WORK INSTRUCTION:
Scan the listing below. Report each line that includes "query".

★ ★ ★ ★ ★ ★ ★

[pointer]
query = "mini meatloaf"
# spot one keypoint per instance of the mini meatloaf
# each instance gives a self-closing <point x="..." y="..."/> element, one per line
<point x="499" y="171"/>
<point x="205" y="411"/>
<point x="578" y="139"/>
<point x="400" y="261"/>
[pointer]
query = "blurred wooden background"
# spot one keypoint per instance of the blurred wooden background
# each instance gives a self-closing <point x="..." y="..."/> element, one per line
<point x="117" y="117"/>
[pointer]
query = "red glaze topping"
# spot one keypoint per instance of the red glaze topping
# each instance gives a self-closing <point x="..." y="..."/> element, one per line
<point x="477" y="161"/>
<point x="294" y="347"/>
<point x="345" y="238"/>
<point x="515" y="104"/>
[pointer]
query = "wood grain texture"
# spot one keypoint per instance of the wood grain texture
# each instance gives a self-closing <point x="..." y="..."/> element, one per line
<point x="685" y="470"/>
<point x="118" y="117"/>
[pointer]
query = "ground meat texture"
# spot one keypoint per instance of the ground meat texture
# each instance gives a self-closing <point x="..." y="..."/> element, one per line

★ ★ ★ ★ ★ ★ ★

RESPONSE:
query = "mini meatloaf"
query = "blurred wooden background"
query = "red glaze topping"
query = "wood grain texture"
query = "ground meat texture"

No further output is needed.